◆ **RECORDS FOR THIS EXERCISE**
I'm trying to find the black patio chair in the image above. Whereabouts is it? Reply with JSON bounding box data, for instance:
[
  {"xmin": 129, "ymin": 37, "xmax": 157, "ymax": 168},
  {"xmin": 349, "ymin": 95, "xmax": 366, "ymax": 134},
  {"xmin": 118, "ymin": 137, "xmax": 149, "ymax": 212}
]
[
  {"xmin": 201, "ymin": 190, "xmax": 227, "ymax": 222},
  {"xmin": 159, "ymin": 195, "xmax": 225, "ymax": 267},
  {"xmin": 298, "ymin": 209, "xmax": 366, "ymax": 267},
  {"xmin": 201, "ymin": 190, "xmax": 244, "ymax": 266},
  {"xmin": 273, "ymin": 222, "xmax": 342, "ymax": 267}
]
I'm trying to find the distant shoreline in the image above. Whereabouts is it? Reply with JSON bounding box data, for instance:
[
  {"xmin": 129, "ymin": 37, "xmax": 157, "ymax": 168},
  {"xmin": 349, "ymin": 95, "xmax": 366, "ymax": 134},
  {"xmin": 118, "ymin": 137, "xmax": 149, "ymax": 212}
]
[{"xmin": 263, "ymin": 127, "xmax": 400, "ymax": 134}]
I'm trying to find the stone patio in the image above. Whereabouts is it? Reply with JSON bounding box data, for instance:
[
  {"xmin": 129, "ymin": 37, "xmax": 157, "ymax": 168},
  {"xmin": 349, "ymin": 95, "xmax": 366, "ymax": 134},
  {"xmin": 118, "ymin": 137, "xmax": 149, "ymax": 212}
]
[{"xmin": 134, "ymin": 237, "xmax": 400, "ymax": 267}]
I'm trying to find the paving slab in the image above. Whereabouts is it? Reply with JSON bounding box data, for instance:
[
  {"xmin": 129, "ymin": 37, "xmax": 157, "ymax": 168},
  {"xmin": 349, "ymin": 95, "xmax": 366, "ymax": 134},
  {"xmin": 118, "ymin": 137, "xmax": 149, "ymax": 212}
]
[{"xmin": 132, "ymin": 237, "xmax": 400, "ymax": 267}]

◆ **WRITTEN REQUEST**
Rewrite all the items above, swapping each "Whereabouts" for "Where exactly" and keeping everything else the same.

◆ **SOLUTION FOR THIS PROBLEM**
I'm trying to find the black patio chair in the image above. Where exactly is it? Reply with JSON bounding box data, for instance:
[
  {"xmin": 129, "ymin": 37, "xmax": 157, "ymax": 168},
  {"xmin": 349, "ymin": 95, "xmax": 366, "ymax": 134},
  {"xmin": 118, "ymin": 137, "xmax": 149, "ymax": 212}
]
[
  {"xmin": 201, "ymin": 190, "xmax": 227, "ymax": 222},
  {"xmin": 159, "ymin": 195, "xmax": 225, "ymax": 267},
  {"xmin": 298, "ymin": 209, "xmax": 366, "ymax": 267},
  {"xmin": 201, "ymin": 190, "xmax": 244, "ymax": 266},
  {"xmin": 273, "ymin": 222, "xmax": 342, "ymax": 267}
]
I'm trying to find the distant shoreline in the image above. Where exactly is it? Reply with JSON bounding box data, for instance:
[
  {"xmin": 129, "ymin": 37, "xmax": 157, "ymax": 168},
  {"xmin": 349, "ymin": 95, "xmax": 366, "ymax": 134},
  {"xmin": 118, "ymin": 137, "xmax": 149, "ymax": 212}
]
[{"xmin": 263, "ymin": 127, "xmax": 400, "ymax": 134}]
I'm trying to find the stone patio in the image above. Where exactly is it? Reply with JSON bounding box data, for instance:
[
  {"xmin": 129, "ymin": 37, "xmax": 157, "ymax": 168},
  {"xmin": 349, "ymin": 95, "xmax": 366, "ymax": 134},
  {"xmin": 118, "ymin": 137, "xmax": 149, "ymax": 212}
]
[{"xmin": 134, "ymin": 237, "xmax": 400, "ymax": 267}]
I'm trying to find the paving slab in the image above. Where exactly is it? Reply with JSON bounding box data, for instance:
[
  {"xmin": 129, "ymin": 37, "xmax": 157, "ymax": 168},
  {"xmin": 349, "ymin": 95, "xmax": 366, "ymax": 134},
  {"xmin": 118, "ymin": 137, "xmax": 149, "ymax": 212}
]
[{"xmin": 132, "ymin": 237, "xmax": 400, "ymax": 267}]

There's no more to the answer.